# Selection:
_ _ _
5. Validation and Submission Generation
5.1. Web-1-per-species
In order to evaluate the performance of our models without using up the submission limits, we
created a split of the web dataset containing 1 image from each species. The reason for this is
that task will use a version of the mean reciprocal rank (MRR) that is weighted by the species.
We only took 1 because many of the species only have 1 image present in the dataset.

5.2. Prediction aggregation by performance ranking
The test dataset contained multiple images of different parts of the same plant observation.
However, the models were trained to predict on individual images. We thus need a method to
aggregate the predictions made on the individual images for each observation.
   Of the methods tried, we found that sorting the predictions based on the number of times they
appear in the top 30 of the images and then by the part with the best individual performance (3)
yielded the best performance on the competition evaluation.
   The aggregation is also extended without needing any modifications to aggregate the predic-
tions for the ensemble model.


6. Results
The results of our internal evaluations and submitted results are summarized in Table 4. The
number of resize train epochs in Table 2 were determined by the epoch that achieved the best
performance on the internal evaluations before the MRR began to drop.
_ _ _
# Records shown:
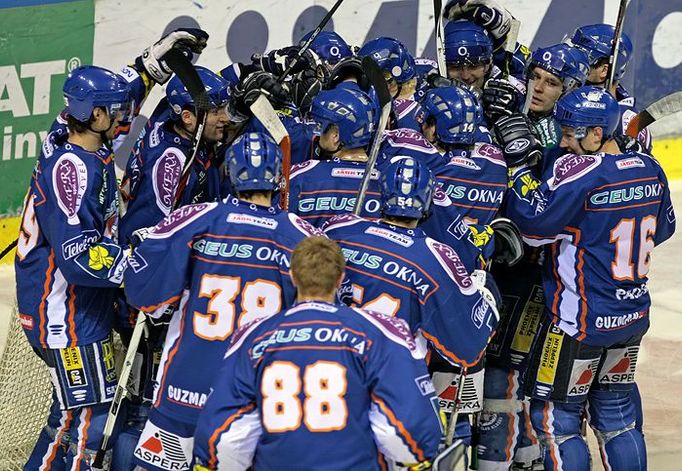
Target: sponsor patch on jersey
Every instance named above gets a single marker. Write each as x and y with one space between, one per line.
165 177
26 321
179 219
425 385
452 264
396 238
619 366
582 374
572 167
258 221
618 321
163 449
632 162
70 180
465 162
73 365
549 361
625 194
78 244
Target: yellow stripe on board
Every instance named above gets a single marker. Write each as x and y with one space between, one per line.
9 229
669 153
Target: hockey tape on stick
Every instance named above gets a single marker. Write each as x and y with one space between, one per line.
121 391
617 35
440 41
666 106
376 79
310 40
266 114
183 68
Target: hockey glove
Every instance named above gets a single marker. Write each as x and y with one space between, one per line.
277 61
256 84
500 98
508 242
485 284
188 39
304 87
515 136
629 144
488 14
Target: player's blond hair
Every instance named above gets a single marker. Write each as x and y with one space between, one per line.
317 265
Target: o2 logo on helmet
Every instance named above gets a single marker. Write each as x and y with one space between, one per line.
519 145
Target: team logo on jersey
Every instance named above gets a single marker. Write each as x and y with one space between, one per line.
388 234
452 264
163 449
572 167
263 222
582 374
78 244
166 174
619 366
70 180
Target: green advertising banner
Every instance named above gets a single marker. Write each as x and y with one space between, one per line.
41 43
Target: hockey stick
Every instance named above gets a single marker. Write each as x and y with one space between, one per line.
266 114
666 106
310 40
184 69
617 34
440 42
376 79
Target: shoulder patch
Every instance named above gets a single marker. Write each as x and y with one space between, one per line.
342 220
393 328
70 182
165 177
489 152
304 227
303 167
452 264
179 219
572 167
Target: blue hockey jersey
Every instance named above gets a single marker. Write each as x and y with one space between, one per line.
229 265
402 272
152 175
602 214
320 386
322 189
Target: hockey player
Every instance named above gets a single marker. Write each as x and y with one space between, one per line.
400 71
68 246
602 212
597 42
327 185
228 254
395 269
508 436
320 385
153 171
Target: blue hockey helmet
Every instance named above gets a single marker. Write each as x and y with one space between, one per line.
456 112
466 43
254 162
392 56
89 87
217 89
407 187
597 42
588 107
568 63
329 46
351 110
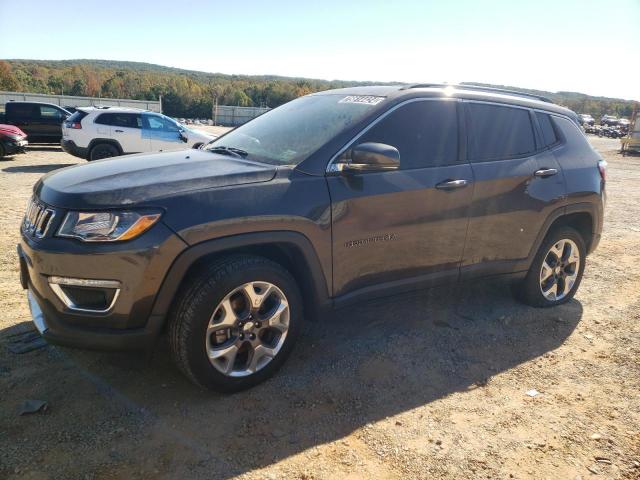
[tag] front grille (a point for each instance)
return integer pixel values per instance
(37, 219)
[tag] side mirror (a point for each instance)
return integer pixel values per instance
(372, 157)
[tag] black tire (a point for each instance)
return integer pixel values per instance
(529, 291)
(103, 150)
(196, 304)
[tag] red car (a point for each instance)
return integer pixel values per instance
(12, 140)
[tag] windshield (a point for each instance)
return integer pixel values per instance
(289, 133)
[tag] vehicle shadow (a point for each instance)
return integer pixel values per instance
(359, 365)
(45, 168)
(44, 147)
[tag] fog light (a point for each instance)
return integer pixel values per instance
(86, 295)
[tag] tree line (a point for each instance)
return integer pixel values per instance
(191, 94)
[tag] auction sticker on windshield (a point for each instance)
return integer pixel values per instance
(366, 99)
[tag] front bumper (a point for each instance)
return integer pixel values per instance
(70, 147)
(140, 266)
(11, 147)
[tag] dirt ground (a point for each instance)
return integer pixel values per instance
(430, 385)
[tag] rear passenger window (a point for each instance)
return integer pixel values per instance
(497, 132)
(424, 132)
(548, 131)
(129, 120)
(50, 112)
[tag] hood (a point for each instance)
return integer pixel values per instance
(146, 178)
(11, 130)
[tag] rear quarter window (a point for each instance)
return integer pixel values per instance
(498, 132)
(77, 116)
(549, 134)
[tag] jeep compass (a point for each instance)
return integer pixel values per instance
(331, 198)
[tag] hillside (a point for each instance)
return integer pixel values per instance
(190, 93)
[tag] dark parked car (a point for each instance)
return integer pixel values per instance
(12, 140)
(42, 122)
(334, 197)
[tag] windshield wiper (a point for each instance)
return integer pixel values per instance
(231, 151)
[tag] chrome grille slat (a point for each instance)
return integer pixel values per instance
(37, 219)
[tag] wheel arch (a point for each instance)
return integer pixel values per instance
(583, 217)
(292, 250)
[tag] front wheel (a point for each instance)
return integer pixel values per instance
(235, 323)
(556, 271)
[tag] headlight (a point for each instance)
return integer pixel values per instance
(106, 226)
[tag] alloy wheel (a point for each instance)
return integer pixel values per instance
(247, 329)
(559, 270)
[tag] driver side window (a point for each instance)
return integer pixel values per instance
(424, 132)
(158, 123)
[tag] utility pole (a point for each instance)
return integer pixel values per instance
(214, 113)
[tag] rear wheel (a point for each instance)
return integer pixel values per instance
(103, 150)
(235, 323)
(556, 272)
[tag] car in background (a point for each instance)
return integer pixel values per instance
(624, 124)
(586, 119)
(42, 122)
(94, 133)
(12, 140)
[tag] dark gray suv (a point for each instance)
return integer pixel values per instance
(332, 198)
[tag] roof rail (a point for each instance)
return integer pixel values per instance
(480, 89)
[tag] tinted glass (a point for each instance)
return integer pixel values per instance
(22, 110)
(77, 116)
(128, 120)
(290, 133)
(548, 132)
(497, 132)
(50, 112)
(156, 122)
(424, 132)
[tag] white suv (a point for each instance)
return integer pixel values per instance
(100, 132)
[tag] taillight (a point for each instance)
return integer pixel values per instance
(602, 167)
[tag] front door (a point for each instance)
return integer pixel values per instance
(126, 129)
(397, 227)
(163, 134)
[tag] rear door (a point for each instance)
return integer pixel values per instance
(26, 116)
(50, 122)
(408, 225)
(517, 184)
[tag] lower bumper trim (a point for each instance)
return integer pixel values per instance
(36, 314)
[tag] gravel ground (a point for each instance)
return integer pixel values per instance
(430, 385)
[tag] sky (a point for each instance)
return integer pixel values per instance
(583, 46)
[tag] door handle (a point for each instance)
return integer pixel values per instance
(546, 172)
(452, 184)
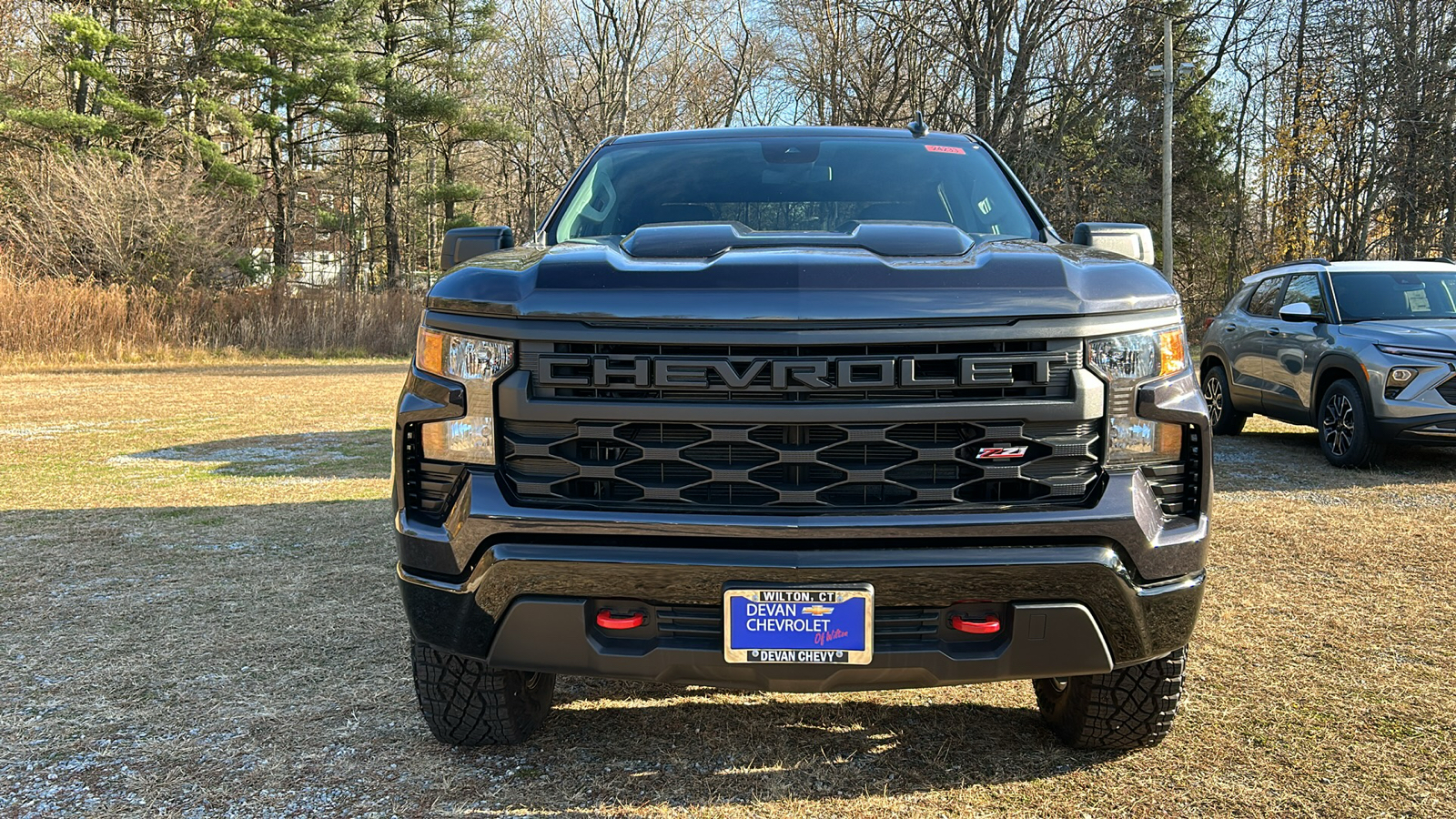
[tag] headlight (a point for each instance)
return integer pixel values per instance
(477, 363)
(1126, 361)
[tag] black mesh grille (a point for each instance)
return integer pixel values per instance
(1023, 369)
(429, 484)
(800, 465)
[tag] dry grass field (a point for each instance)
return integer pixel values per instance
(198, 618)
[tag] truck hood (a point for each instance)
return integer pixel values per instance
(599, 280)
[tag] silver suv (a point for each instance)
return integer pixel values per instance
(1363, 351)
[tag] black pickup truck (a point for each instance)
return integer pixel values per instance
(801, 410)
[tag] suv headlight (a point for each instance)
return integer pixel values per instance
(1126, 361)
(477, 363)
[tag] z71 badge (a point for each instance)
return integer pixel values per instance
(999, 452)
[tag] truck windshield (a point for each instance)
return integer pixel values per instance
(1370, 296)
(798, 184)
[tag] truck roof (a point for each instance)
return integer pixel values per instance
(823, 131)
(1358, 266)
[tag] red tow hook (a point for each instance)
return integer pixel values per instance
(989, 625)
(606, 618)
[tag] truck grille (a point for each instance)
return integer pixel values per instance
(958, 370)
(781, 467)
(429, 484)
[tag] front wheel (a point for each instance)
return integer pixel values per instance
(1344, 428)
(1222, 416)
(466, 702)
(1121, 710)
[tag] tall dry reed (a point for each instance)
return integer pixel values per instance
(46, 318)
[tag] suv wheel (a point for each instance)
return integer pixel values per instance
(1121, 710)
(1223, 417)
(1344, 428)
(466, 702)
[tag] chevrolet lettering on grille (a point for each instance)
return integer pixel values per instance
(795, 375)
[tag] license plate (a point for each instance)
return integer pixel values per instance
(800, 624)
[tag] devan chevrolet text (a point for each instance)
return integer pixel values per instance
(801, 410)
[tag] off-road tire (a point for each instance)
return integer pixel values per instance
(1225, 420)
(466, 702)
(1121, 710)
(1346, 436)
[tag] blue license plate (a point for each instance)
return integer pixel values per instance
(800, 625)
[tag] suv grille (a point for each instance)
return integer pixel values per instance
(798, 465)
(958, 370)
(1449, 390)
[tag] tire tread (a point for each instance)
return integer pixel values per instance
(470, 703)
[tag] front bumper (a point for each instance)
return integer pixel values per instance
(1069, 611)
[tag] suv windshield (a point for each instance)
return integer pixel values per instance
(793, 184)
(1368, 296)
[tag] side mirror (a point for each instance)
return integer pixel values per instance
(468, 242)
(1132, 241)
(1299, 312)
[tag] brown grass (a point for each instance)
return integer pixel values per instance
(47, 319)
(216, 630)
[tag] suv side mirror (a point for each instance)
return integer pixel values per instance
(468, 242)
(1123, 238)
(1299, 312)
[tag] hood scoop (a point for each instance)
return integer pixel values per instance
(706, 239)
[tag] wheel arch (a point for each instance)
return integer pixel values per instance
(1334, 368)
(1208, 360)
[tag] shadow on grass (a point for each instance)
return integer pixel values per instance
(218, 614)
(240, 369)
(356, 453)
(1290, 460)
(701, 753)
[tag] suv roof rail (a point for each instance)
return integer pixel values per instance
(1321, 261)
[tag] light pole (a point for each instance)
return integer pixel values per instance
(1169, 79)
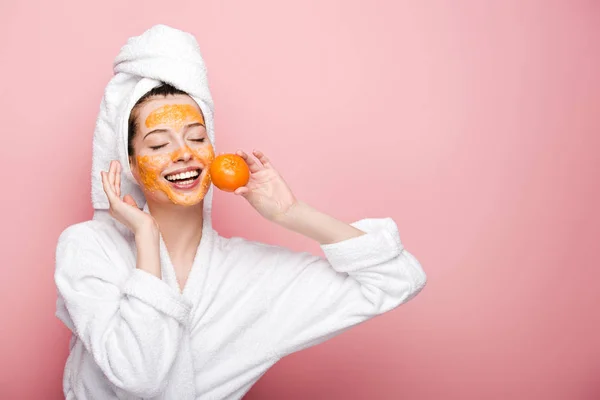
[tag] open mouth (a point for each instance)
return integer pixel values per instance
(184, 179)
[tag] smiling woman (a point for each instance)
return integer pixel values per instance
(173, 130)
(163, 307)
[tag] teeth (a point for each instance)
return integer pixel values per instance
(185, 175)
(185, 182)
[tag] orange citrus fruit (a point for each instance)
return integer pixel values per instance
(229, 172)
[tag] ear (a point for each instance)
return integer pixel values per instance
(133, 167)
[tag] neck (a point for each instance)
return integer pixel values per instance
(180, 226)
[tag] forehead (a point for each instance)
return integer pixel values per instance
(163, 110)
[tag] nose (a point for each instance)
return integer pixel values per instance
(183, 154)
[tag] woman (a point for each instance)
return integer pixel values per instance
(160, 305)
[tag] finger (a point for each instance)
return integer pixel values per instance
(118, 181)
(252, 164)
(106, 186)
(241, 191)
(262, 158)
(111, 176)
(130, 200)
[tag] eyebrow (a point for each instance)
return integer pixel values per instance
(192, 125)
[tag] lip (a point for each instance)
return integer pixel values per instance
(181, 170)
(189, 186)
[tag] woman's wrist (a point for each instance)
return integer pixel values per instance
(147, 241)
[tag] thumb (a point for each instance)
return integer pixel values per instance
(129, 200)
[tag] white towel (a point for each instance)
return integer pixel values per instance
(160, 54)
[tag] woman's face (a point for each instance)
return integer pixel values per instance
(172, 151)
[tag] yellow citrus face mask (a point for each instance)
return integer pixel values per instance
(183, 189)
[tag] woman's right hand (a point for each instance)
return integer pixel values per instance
(126, 211)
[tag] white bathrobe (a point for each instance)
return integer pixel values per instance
(245, 304)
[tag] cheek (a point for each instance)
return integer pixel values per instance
(205, 154)
(150, 167)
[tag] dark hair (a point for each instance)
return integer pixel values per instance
(162, 90)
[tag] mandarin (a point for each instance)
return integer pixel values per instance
(229, 172)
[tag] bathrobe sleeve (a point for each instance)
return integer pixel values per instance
(318, 298)
(129, 320)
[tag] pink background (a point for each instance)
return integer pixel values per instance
(473, 124)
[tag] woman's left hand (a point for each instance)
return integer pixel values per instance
(266, 190)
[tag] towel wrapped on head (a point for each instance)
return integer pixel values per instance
(160, 54)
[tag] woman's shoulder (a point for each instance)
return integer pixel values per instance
(93, 234)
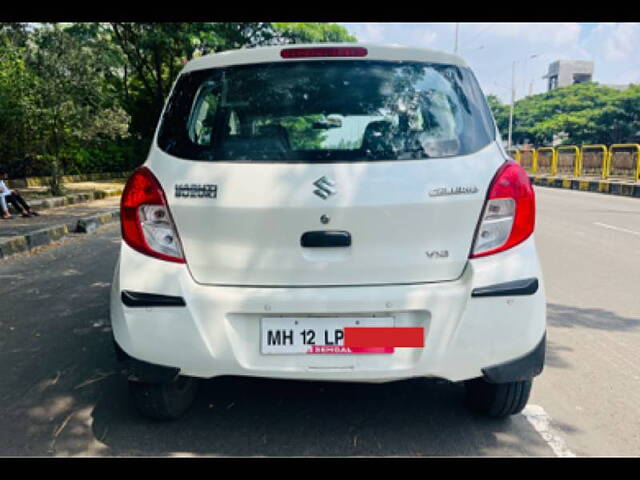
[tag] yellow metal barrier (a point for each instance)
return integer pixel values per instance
(527, 159)
(612, 149)
(576, 162)
(605, 157)
(552, 164)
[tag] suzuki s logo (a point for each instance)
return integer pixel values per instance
(434, 254)
(461, 190)
(325, 187)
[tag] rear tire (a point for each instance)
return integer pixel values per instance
(164, 401)
(497, 400)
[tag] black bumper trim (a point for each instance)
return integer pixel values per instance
(141, 371)
(523, 368)
(138, 299)
(527, 286)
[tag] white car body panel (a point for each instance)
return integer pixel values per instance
(218, 332)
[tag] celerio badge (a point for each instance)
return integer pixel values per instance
(196, 190)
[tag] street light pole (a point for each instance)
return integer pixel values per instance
(513, 95)
(455, 47)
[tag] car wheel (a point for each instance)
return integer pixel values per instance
(164, 401)
(497, 399)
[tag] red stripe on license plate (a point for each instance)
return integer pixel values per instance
(369, 337)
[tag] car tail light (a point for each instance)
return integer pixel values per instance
(508, 217)
(307, 52)
(146, 221)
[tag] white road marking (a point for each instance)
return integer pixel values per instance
(542, 423)
(616, 228)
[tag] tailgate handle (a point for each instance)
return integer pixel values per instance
(326, 239)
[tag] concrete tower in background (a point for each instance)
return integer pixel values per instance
(563, 73)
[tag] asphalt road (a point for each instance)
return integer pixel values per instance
(60, 393)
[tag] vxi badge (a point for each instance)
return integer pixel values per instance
(196, 190)
(439, 192)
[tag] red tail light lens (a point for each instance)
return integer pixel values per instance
(145, 218)
(509, 213)
(307, 52)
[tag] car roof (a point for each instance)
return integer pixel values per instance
(270, 54)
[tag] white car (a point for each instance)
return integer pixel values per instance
(333, 212)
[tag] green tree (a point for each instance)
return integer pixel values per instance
(312, 33)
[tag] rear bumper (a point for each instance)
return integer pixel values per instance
(217, 331)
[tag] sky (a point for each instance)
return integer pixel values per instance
(490, 49)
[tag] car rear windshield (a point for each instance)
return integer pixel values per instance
(324, 111)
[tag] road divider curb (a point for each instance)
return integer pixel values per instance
(612, 187)
(39, 238)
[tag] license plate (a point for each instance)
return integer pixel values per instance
(315, 335)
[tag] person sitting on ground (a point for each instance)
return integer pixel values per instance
(13, 197)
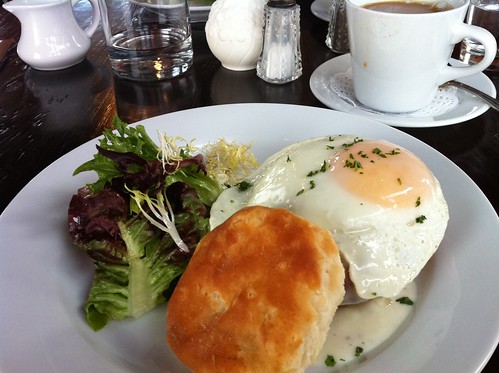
_ _ _
# Things to do:
[1] Answer these from the selection above the listing:
(a) How many images from each species did the validation split of the web dataset contain?
(b) What did the test dataset contain for each plant observation?
(c) How was the number of resize train epochs chosen?
[2] According to the selection, why did the authors need a method for aggregating predictions?
[3] Reproduce the selection's wording from "5. Validation and" up to and including "in the dataset.".

# Expected responses:
[1]
(a) One image from each species.
(b) Multiple images of different parts of the same plant observation.
(c) It was set by the epoch that achieved the best performance on the internal evaluations before the MRR began to drop.

[2] The test dataset had multiple images of different parts of the same plant observation, but the models were trained to predict on individual images. The authors therefore needed a way to combine the per-image predictions into one result for each observation.

[3]
5. Validation and Submission Generation
5.1. Web-1-per-species
In order to evaluate the performance of our models without using up the submission limits, we
created a split of the web dataset containing 1 image from each species. The reason for this is
that task will use a version of the mean reciprocal rank (MRR) that is weighted by the species.
We only took 1 because many of the species only have 1 image present in the dataset.